Whether the goal is business innovation or a personal project, building an effective GenAI workflow means understanding a handful of core capabilities and components. One of the most important is component is Retrieval-Augmented Generation (RAG).

🧠 What is RAG?

RAG is a technique/design pattern that improves the quality and relevance of LLM responses by combining two core capabilities:

Retrieval: Pulling relevant documents or facts from an external knowledge source (like a vector database or search engine).
Generation: Using a foundational model (e.g., from OpenAI, AWS, etc.) to generate natural language answers.
Augmentation: Enriching the model’s input prompt by injecting the retrieved content to provide context that the LLM alone wouldn't otherwise have.

⚽ Example Use Case

Imagine you’re building a sports Q&A assistant. A user asks:

"Who scored the winning goal in the last Barcelona match?"

Rather than relying solely on the LLM’s trained knowledge (which may be outdated), the RAG pipeline:

Retrieves up-to-date match stats, player performance data, and venue context from your internal index or search service.
Appends that information to the user's question.
Sends the enriched prompt to the LLM, which then generates a precise and relevant answer.

Build a Simple GenAI Workflow with ES and OpenAI

🛠️ Setup and Code Walkthrough

1. Start Elasticsearch via Docker

docker run -it \
  --name elasticsearch \
  -p 9200:9200 \
  -p 9300:9300 \
  -e "discovery.type=single-node" \
  -e "xpack.security.enabled=false" \
  docker.elastic.co/elasticsearch/elasticsearch:8.17.6

2. Index Documents into Elasticsearch

from elasticsearch import Elasticsearch
from tqdm.auto import tqdm

# Connect to local Elasticsearch
es_client = Elasticsearch("http://localhost:9200")

==========

• _Tasks to carry out_
(a) Which Elasticsearch version does the Docker command in the RAG text start?
(b) Translate this sentence from the RAG text into Spanish: "Imagine you’re building a sports Q&A assistant."
(c) Reproduce the part of the RAG text that begins at the words "RAG is a technique/design" and ends after the words "natural language answers.".

• _Dataset entries_
==========

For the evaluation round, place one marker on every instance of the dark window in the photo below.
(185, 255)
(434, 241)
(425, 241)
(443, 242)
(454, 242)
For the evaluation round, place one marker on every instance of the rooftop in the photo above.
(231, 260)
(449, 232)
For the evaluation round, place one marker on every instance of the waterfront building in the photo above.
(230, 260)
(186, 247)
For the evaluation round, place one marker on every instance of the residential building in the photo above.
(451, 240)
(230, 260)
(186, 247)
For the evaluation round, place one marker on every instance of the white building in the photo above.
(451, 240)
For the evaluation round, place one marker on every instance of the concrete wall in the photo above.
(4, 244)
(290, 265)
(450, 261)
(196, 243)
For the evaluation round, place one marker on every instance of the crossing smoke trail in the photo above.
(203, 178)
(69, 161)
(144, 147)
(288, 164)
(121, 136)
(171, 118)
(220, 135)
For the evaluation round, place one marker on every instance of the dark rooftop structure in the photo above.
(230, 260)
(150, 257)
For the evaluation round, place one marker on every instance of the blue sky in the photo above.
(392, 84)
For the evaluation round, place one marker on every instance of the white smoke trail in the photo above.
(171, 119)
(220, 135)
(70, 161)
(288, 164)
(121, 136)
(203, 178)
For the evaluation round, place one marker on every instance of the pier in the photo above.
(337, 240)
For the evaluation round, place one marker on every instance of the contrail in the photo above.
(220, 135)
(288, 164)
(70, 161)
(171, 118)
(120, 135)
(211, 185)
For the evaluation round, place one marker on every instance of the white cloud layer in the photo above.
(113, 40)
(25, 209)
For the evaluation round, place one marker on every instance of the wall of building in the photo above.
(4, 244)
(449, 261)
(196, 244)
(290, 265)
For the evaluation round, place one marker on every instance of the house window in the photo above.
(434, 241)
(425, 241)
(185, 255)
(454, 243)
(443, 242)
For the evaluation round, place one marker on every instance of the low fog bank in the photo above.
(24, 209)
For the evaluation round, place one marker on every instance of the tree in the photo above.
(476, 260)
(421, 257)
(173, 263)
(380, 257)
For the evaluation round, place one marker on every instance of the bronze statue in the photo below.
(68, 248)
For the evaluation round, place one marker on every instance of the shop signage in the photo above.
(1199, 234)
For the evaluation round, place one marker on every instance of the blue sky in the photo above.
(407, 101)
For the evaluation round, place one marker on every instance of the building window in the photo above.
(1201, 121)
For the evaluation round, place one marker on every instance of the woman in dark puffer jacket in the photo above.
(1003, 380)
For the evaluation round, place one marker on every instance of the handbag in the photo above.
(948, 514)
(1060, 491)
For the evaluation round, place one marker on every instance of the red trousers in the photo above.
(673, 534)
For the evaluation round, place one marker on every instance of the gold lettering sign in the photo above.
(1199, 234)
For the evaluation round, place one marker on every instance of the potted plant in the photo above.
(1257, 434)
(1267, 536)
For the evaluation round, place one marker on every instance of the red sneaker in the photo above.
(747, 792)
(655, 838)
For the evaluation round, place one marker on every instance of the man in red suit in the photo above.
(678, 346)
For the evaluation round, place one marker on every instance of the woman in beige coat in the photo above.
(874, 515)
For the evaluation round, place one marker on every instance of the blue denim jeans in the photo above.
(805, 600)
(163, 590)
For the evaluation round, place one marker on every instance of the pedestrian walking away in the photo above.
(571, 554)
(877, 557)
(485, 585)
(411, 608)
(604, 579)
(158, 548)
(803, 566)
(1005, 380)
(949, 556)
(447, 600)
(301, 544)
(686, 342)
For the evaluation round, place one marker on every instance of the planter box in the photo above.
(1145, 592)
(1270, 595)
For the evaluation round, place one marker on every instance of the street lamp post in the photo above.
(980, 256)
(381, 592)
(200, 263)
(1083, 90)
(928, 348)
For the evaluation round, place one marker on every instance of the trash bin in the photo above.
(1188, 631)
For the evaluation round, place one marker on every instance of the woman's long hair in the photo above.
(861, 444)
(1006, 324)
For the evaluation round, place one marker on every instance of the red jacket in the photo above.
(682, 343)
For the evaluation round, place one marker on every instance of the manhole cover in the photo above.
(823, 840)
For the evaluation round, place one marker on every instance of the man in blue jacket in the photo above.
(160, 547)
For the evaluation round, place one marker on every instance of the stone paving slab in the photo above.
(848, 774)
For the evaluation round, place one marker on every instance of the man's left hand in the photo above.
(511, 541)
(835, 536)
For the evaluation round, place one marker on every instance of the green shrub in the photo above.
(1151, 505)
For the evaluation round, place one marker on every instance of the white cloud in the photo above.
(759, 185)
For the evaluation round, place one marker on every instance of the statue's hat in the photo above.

==========

• _Responses by item number_
(a) Version 8.17.6.

(b) Imagina que estás creando un asistente de preguntas y respuestas sobre deportes.

(c)
RAG is a technique/design pattern that improves the quality and relevance of LLM responses by combining two core capabilities:

Retrieval: Pulling relevant documents or facts from an external knowledge source (like a vector database or search engine).
Generation: Using a foundational model (e.g., from OpenAI, AWS, etc.) to generate natural language answers.